◆ **WHAT YOU SHOULD DO**: Render the lines below as a Markdown table with the columns "Row" and "Line," numbering each row and omitting blank lines.

◆ **Named-object pointing records**:
════════════════════

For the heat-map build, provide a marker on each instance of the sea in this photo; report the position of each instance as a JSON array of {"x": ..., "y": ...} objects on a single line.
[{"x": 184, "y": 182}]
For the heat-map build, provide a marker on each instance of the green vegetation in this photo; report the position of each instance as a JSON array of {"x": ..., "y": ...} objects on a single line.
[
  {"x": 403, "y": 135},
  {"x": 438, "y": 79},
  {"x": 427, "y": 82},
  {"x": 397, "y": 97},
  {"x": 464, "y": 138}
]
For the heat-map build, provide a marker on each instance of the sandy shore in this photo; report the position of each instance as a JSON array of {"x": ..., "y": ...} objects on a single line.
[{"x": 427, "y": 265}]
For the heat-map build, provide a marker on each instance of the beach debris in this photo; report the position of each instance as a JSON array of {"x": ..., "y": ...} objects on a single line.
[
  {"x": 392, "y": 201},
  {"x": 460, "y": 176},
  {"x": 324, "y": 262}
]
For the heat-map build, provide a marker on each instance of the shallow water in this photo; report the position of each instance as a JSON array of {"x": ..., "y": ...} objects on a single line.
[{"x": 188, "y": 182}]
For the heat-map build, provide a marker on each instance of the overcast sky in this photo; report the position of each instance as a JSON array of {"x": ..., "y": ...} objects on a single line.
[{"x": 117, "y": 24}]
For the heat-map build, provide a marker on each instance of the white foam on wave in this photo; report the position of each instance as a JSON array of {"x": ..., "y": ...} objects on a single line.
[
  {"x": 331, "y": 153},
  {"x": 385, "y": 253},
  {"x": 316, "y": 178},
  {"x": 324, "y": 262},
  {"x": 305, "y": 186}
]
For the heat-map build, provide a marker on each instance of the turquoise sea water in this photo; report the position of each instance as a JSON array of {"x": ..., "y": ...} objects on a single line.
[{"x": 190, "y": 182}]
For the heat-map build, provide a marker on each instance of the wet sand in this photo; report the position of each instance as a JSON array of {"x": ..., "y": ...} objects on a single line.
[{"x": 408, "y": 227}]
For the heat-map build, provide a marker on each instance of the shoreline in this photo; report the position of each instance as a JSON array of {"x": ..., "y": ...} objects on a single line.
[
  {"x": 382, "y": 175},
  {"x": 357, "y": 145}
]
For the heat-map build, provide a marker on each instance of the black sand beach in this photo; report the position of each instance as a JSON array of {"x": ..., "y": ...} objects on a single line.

════════════════════

◆ **COMPLETED EXERCISE**:
| Row | Line |
|---|---|
| 1 | For the heat-map build, provide a marker on each instance of the sea in this photo; report the position of each instance as a JSON array of {"x": ..., "y": ...} objects on a single line. |
| 2 | [{"x": 184, "y": 182}] |
| 3 | For the heat-map build, provide a marker on each instance of the green vegetation in this photo; report the position of each instance as a JSON array of {"x": ..., "y": ...} objects on a single line. |
| 4 | [ |
| 5 |   {"x": 403, "y": 135}, |
| 6 |   {"x": 438, "y": 79}, |
| 7 |   {"x": 427, "y": 82}, |
| 8 |   {"x": 397, "y": 97}, |
| 9 |   {"x": 464, "y": 138} |
| 10 | ] |
| 11 | For the heat-map build, provide a marker on each instance of the sandy shore in this photo; report the position of each instance as a JSON array of {"x": ..., "y": ...} objects on a single line. |
| 12 | [{"x": 427, "y": 265}] |
| 13 | For the heat-map build, provide a marker on each instance of the beach debris in this photo; report the position of each instance as a JSON array of {"x": ..., "y": ...} objects on a single line. |
| 14 | [ |
| 15 |   {"x": 392, "y": 201}, |
| 16 |   {"x": 460, "y": 176}, |
| 17 |   {"x": 324, "y": 262} |
| 18 | ] |
| 19 | For the heat-map build, provide a marker on each instance of the shallow water in this photo; report the position of each instance as a JSON array of {"x": ..., "y": ...} objects on a single line. |
| 20 | [{"x": 188, "y": 182}] |
| 21 | For the heat-map build, provide a marker on each instance of the overcast sky in this photo; report the position of each instance as a JSON array of {"x": ..., "y": ...} objects on a single line. |
| 22 | [{"x": 117, "y": 24}] |
| 23 | For the heat-map build, provide a marker on each instance of the white foam on wave in this photo; report the position of each instance as a JSON array of {"x": ..., "y": ...} objects on a single line. |
| 24 | [ |
| 25 |   {"x": 331, "y": 153}, |
| 26 |   {"x": 385, "y": 253}, |
| 27 |   {"x": 316, "y": 178}, |
| 28 |   {"x": 324, "y": 262}, |
| 29 |   {"x": 305, "y": 186} |
| 30 | ] |
| 31 | For the heat-map build, provide a marker on each instance of the turquoise sea water in this photo; report the position of each instance as a JSON array of {"x": ..., "y": ...} objects on a single line. |
| 32 | [{"x": 190, "y": 182}] |
| 33 | For the heat-map build, provide a marker on each instance of the wet sand in this photo; report the position of each instance as a JSON array of {"x": ..., "y": ...} objects on a single line. |
| 34 | [{"x": 408, "y": 227}] |
| 35 | For the heat-map build, provide a marker on each instance of the shoreline in this photo; report the position of each instance as a JSON array of {"x": ..., "y": ...} objects on a single line. |
| 36 | [ |
| 37 |   {"x": 382, "y": 175}, |
| 38 |   {"x": 357, "y": 145} |
| 39 | ] |
| 40 | For the heat-map build, provide a marker on each instance of the black sand beach in this photo; report the position of each instance as a JSON array of {"x": ..., "y": ...} objects on a single line. |